------ Data for this task ------

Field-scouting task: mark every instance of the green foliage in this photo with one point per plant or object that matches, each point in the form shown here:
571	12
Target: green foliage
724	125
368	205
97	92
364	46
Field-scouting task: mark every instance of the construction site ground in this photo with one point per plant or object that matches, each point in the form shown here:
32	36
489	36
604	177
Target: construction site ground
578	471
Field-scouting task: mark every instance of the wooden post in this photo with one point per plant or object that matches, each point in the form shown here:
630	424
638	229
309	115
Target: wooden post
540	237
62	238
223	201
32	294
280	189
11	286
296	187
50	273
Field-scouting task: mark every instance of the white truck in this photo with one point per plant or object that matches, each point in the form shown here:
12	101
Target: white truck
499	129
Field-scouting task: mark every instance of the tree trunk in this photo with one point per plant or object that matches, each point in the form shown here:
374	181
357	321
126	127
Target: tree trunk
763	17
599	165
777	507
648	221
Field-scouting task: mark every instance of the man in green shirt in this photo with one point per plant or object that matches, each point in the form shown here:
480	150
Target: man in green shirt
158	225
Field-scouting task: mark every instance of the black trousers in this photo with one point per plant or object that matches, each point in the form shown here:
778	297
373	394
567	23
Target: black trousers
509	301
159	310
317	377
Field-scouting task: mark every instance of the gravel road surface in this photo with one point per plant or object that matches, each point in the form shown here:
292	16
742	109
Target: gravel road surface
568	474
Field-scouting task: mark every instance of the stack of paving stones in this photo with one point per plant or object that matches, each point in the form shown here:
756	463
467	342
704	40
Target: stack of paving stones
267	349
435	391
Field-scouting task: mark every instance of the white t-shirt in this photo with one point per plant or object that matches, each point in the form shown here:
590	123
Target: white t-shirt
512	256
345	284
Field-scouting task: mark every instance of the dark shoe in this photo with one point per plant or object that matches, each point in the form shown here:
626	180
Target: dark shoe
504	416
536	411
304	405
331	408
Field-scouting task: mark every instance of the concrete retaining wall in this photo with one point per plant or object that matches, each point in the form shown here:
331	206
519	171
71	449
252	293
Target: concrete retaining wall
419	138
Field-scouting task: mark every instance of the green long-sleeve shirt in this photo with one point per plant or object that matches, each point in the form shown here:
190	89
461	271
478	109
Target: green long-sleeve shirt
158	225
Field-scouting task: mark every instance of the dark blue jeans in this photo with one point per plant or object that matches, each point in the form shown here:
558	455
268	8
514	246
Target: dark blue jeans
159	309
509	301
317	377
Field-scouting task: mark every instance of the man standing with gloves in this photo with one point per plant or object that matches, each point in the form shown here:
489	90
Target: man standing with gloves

------

Problem requirements
Each entry above is to be returned exactly as given.

Solution below
Field-scouting task: mark every instance of the green foliage in this photo with one point per plant or object that matches, each point in the form shown here:
571	12
Target: green foliage
724	125
368	205
97	92
364	46
Field-scouting task: mark every instance of the construction site ground in this photo with one point per plant or object that matches, each point in the form shown here:
32	36
489	36
604	177
Target: construction site ground
578	471
Field-scouting task: mark every instance of the wooden post in this photo with one point per plant or object that matches, each point in the form shown here:
630	424
638	229
309	115
Target: wooden post
540	237
62	238
223	201
32	294
280	189
11	286
296	187
50	273
Field-scouting task: mark every instance of the white truck in this photo with one point per plant or object that matches, each point in the form shown here:
12	101
Target: white truck
499	129
Field-scouting task: mark every instance of the tree trunk in this photo with one point per plant or object that matches, each point in the form shown here:
374	181
357	321
126	127
Target: tree trunk
763	17
599	165
777	507
648	221
Field-scouting task: mark every instance of the man in green shirt in this photo with one point per plant or object that matches, each point in the form shown here:
480	150
Target: man in green shirt
158	225
Field-scouting task: mark every instance of the black trousers in this photo with one point per plant or object that matches, each point in the form shown here:
778	297
373	394
567	23
Target: black trousers
509	301
159	310
317	377
Field-scouting task: mark every instance of the gravel road surface in this photo with one point per plant or object that matches, each point in the form shown here:
292	16
742	109
Target: gravel road surface
568	474
Field-scouting task: mark every instance of the stack of paving stones in this photo with one point per plant or object that matches, each point in the form shown here:
756	463
467	342
704	40
Target: stack of paving stones
267	349
435	391
Field-scouting task: mark every instance of the white t-shirt in this photo with one point per plant or object that matches, each point in the form shown here:
590	123
Target: white t-shirt
512	256
345	284
Field-scouting task: mark every instance of the dark shoe in this photo with one point per plant or object that matches, each point in the form shown here:
626	180
Target: dark shoe
504	416
536	411
304	405
331	408
Field-scouting task: mark every instance of the concrete retaining wall in this photo with one point per plant or object that matches, each point in the form shown here:
331	206
519	171
71	449
252	293
Target: concrete retaining wall
419	138
Field-scouting task: mark every instance of the green long-sleeve shirt in this photo with one point per plant or object that matches, each point in the form shown here:
190	89
461	271
478	109
Target: green long-sleeve shirt
158	225
Field-scouting task: mark every instance of the dark blue jeans in this photo with one point per plant or object that matches, each point in the form shown here:
558	455
268	8
514	246
Target: dark blue jeans
159	309
509	301
317	377
Field-scouting task: mark every instance of the man standing with gloves in this photo with one point per plant or object that matches, each point in the form shown here:
489	90
Target: man standing with gloves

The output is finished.